[Opening EXTRACTED DATA section]
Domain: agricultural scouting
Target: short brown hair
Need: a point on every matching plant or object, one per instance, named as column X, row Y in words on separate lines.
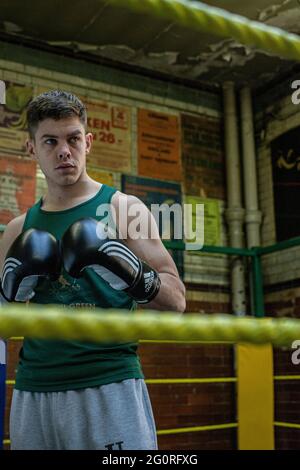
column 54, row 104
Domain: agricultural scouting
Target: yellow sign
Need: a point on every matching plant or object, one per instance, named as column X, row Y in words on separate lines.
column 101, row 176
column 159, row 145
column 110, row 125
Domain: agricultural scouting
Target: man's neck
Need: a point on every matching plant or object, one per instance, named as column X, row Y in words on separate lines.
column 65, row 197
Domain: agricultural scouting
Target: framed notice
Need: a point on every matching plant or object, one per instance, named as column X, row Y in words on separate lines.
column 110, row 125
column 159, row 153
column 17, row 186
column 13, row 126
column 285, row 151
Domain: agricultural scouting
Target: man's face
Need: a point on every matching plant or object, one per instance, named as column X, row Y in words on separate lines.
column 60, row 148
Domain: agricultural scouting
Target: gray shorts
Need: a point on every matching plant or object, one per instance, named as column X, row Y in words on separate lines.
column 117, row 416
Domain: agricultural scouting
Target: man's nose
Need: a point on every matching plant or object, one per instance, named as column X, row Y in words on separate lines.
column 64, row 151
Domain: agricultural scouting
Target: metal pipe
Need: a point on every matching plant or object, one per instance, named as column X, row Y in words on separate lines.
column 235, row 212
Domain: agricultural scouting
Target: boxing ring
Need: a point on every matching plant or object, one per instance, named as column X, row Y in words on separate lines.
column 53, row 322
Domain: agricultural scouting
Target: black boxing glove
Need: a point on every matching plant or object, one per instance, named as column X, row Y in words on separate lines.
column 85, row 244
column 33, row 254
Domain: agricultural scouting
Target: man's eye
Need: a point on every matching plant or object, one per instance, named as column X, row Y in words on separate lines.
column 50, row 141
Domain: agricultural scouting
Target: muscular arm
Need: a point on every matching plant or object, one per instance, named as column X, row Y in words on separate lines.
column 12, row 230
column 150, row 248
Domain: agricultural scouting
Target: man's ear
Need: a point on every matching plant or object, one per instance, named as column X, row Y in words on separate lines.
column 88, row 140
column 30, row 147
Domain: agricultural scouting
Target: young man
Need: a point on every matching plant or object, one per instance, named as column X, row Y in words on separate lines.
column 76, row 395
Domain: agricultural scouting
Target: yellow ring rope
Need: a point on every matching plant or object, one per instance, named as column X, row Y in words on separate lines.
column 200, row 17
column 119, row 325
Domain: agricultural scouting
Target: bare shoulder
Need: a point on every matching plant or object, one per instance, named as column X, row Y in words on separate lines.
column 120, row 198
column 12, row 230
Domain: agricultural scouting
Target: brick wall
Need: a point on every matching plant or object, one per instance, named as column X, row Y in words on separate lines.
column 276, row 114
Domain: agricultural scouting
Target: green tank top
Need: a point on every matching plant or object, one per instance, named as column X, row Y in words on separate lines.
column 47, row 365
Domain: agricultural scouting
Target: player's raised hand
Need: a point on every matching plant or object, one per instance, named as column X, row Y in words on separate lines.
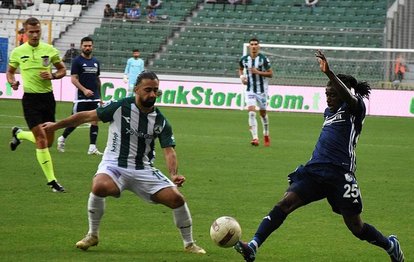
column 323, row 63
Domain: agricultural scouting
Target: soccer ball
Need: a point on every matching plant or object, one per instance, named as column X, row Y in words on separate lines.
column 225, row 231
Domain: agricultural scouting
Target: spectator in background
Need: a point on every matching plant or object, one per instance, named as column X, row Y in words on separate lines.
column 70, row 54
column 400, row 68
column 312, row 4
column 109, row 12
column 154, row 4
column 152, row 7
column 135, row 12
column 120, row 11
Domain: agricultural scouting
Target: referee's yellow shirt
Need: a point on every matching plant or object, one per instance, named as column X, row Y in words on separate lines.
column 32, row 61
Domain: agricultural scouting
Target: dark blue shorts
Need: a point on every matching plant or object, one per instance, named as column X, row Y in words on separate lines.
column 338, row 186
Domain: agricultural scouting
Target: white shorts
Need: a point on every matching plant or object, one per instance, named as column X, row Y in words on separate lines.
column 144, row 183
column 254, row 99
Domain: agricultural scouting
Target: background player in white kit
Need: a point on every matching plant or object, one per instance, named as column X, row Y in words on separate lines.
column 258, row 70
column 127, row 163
[Closing EXTRACTED DATA section]
[Opening EXTRACTED DATA section]
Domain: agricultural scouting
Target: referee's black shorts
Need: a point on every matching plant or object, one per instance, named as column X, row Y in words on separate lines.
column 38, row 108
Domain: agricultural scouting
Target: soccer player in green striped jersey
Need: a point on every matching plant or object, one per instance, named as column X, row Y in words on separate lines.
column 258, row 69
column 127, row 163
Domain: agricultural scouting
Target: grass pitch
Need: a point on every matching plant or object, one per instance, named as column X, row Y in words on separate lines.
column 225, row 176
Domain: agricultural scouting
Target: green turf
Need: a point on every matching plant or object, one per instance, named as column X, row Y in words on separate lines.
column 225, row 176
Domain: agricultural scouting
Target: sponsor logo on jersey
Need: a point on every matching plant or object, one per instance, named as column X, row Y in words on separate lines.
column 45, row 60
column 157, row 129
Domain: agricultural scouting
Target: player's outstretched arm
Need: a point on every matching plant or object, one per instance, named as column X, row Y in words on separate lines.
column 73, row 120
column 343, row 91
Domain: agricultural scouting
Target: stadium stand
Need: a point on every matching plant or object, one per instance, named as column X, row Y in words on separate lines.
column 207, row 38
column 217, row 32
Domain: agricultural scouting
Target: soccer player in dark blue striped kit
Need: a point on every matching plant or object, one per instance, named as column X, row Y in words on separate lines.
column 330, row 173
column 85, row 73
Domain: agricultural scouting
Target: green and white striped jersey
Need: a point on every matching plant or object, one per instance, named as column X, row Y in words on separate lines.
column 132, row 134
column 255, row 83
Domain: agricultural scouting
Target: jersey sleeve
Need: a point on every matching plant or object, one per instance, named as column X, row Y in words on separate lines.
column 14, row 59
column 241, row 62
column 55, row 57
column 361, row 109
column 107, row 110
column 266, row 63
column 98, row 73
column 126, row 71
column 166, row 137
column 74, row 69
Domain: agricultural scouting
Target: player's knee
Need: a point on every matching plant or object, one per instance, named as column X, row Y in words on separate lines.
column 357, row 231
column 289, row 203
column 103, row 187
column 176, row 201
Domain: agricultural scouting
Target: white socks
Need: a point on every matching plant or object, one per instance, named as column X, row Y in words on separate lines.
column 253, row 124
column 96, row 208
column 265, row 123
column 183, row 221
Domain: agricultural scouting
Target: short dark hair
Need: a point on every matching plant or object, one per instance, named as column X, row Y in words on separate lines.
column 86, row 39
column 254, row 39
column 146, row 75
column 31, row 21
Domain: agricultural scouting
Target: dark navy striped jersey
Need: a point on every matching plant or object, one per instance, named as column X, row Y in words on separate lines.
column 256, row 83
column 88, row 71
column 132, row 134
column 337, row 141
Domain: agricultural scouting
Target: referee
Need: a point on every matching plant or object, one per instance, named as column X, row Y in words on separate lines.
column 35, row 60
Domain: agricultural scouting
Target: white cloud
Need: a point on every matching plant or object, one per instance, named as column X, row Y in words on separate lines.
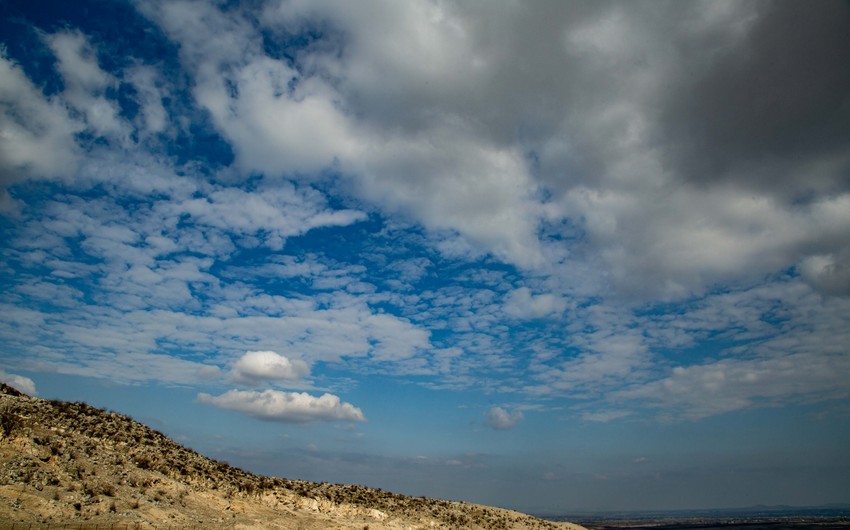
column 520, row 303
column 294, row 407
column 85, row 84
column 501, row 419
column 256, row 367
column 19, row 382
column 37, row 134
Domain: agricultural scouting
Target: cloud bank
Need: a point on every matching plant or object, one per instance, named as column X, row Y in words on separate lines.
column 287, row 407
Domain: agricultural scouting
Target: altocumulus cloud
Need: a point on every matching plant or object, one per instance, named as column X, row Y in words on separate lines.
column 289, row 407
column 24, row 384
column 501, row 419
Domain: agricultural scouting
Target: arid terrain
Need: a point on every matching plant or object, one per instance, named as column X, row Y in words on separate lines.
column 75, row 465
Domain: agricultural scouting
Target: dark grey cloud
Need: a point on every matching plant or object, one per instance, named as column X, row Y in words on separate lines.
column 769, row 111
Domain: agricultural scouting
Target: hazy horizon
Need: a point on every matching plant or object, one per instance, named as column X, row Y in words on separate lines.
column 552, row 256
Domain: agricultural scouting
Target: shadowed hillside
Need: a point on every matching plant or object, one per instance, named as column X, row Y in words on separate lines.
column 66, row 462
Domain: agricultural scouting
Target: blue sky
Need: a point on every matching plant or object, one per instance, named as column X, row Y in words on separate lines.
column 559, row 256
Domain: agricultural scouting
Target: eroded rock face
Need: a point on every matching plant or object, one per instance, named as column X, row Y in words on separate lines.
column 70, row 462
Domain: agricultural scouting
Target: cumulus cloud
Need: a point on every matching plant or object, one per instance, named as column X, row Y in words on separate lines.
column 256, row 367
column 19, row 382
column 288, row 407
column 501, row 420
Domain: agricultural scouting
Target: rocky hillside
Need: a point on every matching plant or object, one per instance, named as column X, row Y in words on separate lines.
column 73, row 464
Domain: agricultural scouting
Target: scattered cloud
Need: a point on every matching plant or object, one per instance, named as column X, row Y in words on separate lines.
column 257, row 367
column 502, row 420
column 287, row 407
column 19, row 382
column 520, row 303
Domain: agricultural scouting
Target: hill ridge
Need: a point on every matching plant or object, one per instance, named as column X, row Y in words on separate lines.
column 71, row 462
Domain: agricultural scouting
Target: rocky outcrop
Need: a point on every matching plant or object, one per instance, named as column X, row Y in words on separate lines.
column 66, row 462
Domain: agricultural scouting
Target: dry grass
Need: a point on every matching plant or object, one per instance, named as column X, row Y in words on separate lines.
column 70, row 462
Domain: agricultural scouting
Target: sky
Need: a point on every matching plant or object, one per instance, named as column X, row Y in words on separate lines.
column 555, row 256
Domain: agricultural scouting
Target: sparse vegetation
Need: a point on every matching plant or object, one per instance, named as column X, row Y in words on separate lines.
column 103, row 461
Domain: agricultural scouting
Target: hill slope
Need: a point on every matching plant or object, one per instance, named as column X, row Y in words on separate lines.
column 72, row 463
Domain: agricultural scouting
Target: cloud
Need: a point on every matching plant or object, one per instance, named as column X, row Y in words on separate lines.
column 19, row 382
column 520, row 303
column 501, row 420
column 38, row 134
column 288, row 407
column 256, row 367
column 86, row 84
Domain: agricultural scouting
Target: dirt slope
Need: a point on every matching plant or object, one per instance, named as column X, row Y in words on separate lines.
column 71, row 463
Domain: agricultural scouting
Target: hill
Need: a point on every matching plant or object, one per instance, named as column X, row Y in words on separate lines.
[Closing EXTRACTED DATA section]
YOUR ASSIGNMENT: Show every line of the records above that contains the word "cloud".

RESPONSE:
Target: white cloud
Target: cloud bank
Target: altocumulus cloud
Target: dark grey cloud
Target: cumulus cloud
Target: scattered cloud
Target: cloud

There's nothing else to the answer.